** Exercise details **
Copy the entries exactly. Leave out any pictures.

##### Data provided #####

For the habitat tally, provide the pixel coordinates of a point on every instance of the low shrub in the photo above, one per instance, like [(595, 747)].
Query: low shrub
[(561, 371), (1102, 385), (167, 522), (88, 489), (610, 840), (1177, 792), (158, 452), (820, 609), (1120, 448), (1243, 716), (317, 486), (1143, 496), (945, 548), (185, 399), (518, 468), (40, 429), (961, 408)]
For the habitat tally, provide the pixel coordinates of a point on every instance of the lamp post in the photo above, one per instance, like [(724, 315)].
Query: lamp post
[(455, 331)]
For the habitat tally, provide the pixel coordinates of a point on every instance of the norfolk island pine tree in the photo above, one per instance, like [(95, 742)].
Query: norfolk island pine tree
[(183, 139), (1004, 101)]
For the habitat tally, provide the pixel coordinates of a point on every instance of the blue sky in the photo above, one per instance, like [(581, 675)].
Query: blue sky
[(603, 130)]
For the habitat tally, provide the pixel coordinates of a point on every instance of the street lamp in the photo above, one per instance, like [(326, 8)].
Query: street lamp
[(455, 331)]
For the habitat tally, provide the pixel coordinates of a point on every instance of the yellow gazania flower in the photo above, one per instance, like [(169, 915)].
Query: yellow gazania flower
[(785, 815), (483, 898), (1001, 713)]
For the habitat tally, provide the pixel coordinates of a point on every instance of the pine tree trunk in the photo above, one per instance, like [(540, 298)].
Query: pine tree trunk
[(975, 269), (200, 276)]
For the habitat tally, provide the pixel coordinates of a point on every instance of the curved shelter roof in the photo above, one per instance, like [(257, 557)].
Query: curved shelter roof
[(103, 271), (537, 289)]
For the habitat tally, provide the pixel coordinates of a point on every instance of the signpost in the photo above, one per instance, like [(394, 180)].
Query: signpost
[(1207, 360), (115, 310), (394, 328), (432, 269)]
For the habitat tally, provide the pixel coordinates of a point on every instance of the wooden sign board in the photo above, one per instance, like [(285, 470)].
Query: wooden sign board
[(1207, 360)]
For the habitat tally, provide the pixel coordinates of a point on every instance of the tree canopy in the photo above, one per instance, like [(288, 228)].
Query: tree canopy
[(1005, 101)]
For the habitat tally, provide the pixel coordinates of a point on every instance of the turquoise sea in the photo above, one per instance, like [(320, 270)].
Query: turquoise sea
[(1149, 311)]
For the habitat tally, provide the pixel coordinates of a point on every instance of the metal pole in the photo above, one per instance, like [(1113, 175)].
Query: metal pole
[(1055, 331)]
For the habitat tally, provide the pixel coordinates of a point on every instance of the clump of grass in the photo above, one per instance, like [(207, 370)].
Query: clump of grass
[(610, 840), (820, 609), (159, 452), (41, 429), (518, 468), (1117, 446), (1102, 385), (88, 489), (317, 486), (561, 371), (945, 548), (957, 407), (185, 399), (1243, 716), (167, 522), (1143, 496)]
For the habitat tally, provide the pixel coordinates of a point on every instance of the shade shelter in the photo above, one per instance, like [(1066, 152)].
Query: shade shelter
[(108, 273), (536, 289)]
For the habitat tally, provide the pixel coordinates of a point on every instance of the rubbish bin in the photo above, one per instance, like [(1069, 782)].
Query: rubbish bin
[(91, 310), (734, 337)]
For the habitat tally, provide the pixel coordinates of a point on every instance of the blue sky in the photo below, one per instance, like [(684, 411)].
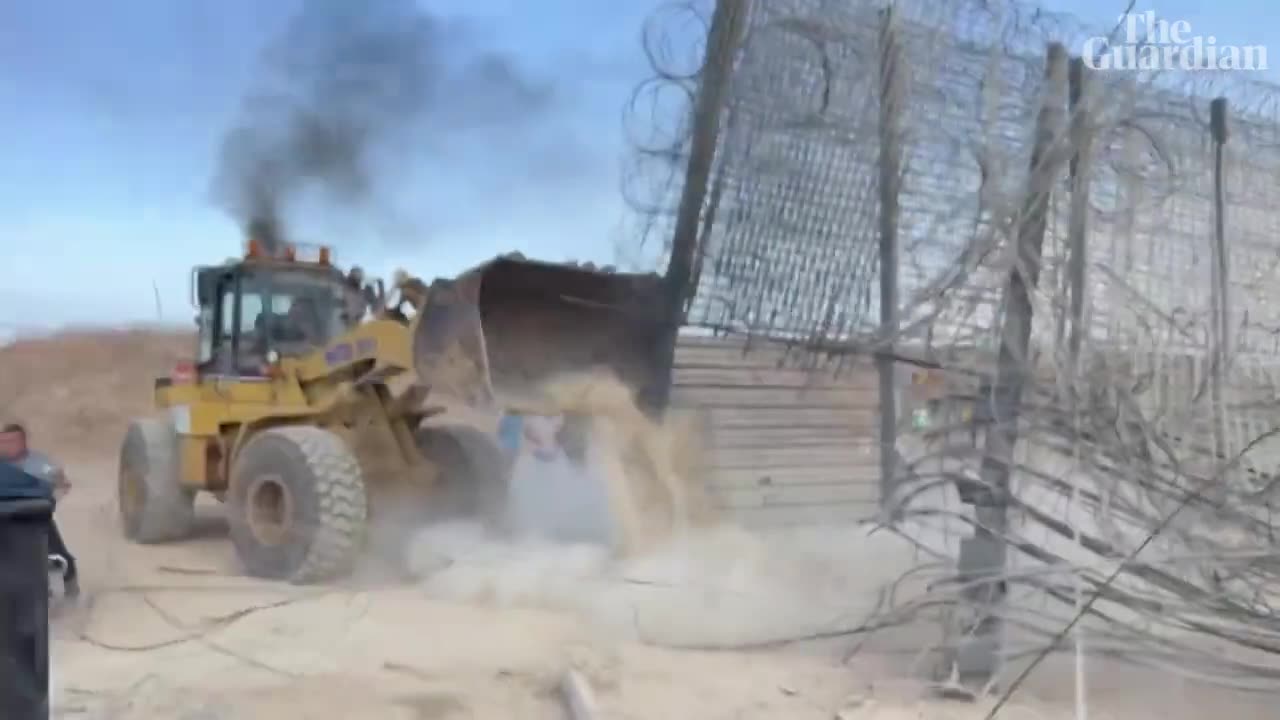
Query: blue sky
[(113, 114)]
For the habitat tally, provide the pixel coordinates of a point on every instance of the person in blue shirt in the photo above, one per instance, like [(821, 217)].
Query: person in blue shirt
[(14, 451)]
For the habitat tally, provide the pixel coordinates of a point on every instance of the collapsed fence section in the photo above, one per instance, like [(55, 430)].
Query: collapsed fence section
[(1086, 258)]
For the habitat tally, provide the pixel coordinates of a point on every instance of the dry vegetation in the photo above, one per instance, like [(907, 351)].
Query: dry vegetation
[(77, 390)]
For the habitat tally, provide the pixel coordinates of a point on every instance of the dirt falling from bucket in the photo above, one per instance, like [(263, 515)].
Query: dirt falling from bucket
[(676, 573)]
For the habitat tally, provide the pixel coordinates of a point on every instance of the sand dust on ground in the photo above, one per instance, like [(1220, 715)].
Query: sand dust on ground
[(487, 630)]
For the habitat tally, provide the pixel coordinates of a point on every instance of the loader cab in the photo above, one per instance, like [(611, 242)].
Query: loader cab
[(251, 309)]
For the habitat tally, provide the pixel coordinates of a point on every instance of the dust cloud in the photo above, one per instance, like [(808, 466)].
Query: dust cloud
[(343, 91), (709, 587), (664, 569)]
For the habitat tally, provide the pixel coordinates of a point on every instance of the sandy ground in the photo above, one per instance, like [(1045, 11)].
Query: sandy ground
[(173, 632), (488, 630)]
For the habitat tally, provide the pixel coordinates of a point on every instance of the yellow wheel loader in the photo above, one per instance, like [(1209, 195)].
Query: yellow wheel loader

#####

** Response **
For the habitat tally, provide the pixel coordinates of a point on every instance of the low shrub in the photo above, one per instance, like [(595, 747)].
Query: low shrub
[(561, 371), (1102, 385), (167, 522), (88, 489), (610, 840), (1177, 792), (158, 452), (820, 609), (1120, 448), (1243, 716), (317, 486), (1143, 496), (945, 548), (185, 399), (518, 468), (40, 429), (961, 408)]
For the habitat tally, provide the pixel coordinates of a point on every instance of the lamp post in the photo above, one per instance, like [(724, 315)].
Query: lamp post
[(455, 331)]
For the habitat tally, provide the pixel coordinates of a point on every instance of the norfolk island pine tree in the photo above, one per instance, like [(95, 742)].
Query: norfolk island pine tree
[(183, 139), (1004, 101)]
For the habitat tally, provide the pixel coordinates of a point on every instance of the blue sky in the photo above, one per instance, like [(581, 675)].
Query: blue sky
[(603, 130)]
For the habitat tally, provide the pixel coordinates of a point on every instance of the street lamp in the photo above, one per instance, like [(326, 8)].
Query: street lamp
[(455, 331)]
For the habitat tally, provide the pixel coordinates of a point on every instance of the yellow gazania flower in the photo above, one per instance, like [(169, 915)].
Query: yellow gazania flower
[(785, 815), (483, 898), (1001, 713)]
For the habitat tally, provide the pixel coordinates of a point on every instance of the pine tree trunk in the photo above, one per instance, like [(540, 298)].
Query: pine tree trunk
[(975, 269), (200, 276)]
For the habitat tally, provide the pixel coordinates of a point on every instance of the curved shelter roof in the photo above, one per instance, like [(257, 557)].
Query: curved shelter roof
[(103, 271), (537, 289)]
For the habitat tally, provide the pixel coordinates of a point on every instance of the signpost in the photo above, one per instance, like [(394, 180)].
Query: signpost
[(1207, 360), (115, 310), (394, 328), (432, 269)]
For the habitat tally, provide the pixel coordinates of a point on every instance of the wooden sign board in the photo above, one per instance, like [(285, 470)].
Query: wooden sign board
[(1207, 360)]
For the habitat tally, provide the pixel coordinates of a point on every instance of the tree canopy in the photo above, one per instance, like [(288, 228)].
Query: tree canopy
[(1005, 101)]
For the habitat tally, provide the pixel coordinates of a point on every instance of the turquoise sea in the photo above, one per instance, like [(320, 270)].
Query: turquoise sea
[(1149, 311)]
For the habitat tally, provide the pixel coordinates of a point on every instance of the metal pole in the photo above, one per instance, like [(1113, 175)].
Query: metal pole
[(1055, 331)]
For the habitat tally, provide the pixel coordinates of a point on every instance of the clump of grass in the photo above, one per instance, like [(207, 370)].
Query: clump of grass
[(610, 840), (820, 609), (159, 452), (41, 429), (518, 468), (1117, 446), (1102, 385), (88, 489), (317, 486), (561, 371), (945, 548), (957, 407), (185, 399), (1243, 716), (167, 522), (1143, 496)]
For the habitat tally, provide the pixel coordinates of a point on every instance of the shade shelter in the photo above, one per instance, like [(1066, 152)].
Query: shade shelter
[(108, 273), (536, 289)]
For the habitat tally, provide the pixel coordinates of a point on every instance of the rubbish bin in the photo above, one per instance, like [(1069, 782)].
Query: rubbish bin
[(91, 310), (734, 337)]
For the habitat tally, provide the pixel coordinates of a point on every instance of the blue sky in the photo below, one per instance, like [(684, 411)].
Query: blue sky
[(113, 114)]
For the habitat tally, provide the pixel coordinates of a point on every instance of the person in blue shirt in the photo above, one per instance, like [(821, 217)].
Query: person in blue shirt
[(14, 451)]
For the habitat tally, provide the pixel coordinates of a point on every instance of the collapsed fence section in the photo above, one per instance, like [(55, 430)].
Query: collapsed fence section
[(1086, 258)]
For the habitat tally, provide the pixel coordinates of a point on every instance of the dry vegetation in the photo above, one per instance, like [(907, 351)].
Query: dry vegetation
[(77, 390)]
For the habitat tally, provide the pixel coordinates of a point on every instance of the dirt falling from bucket in the photo above, one per instance, like [(263, 515)].
Query: dirt falling from bucket
[(676, 573)]
For the habitat tally, provide the pixel coordinates of a point on every instance of the sand dust on ground in the photo above, one per instance, like [(1220, 715)].
Query: sand dust on ground
[(487, 630)]
For the habitat tally, provide the pixel coordinates of a point on every instance of the loader cab in the photo above, one per instance, like [(611, 242)].
Query: loader cab
[(251, 309)]
For the habitat tally, provide the pixel coordinates of a point on every instance of the dust cloud in the photo above, one per instance, like [(808, 466)].
Query: dust cloud
[(343, 91), (709, 587), (664, 569)]
For the habitat tally, provide the pixel coordinates of a point on every instance of the sandy ground in the photo above, one per instance, like [(1045, 11)].
Query: sandy ground
[(173, 632), (488, 630)]
For the habitat tally, provide the pixel coordinates of a point on every instance of the yellow wheel loader in the photo above, one per instance, like [(1209, 195)].
Query: yellow wheel loader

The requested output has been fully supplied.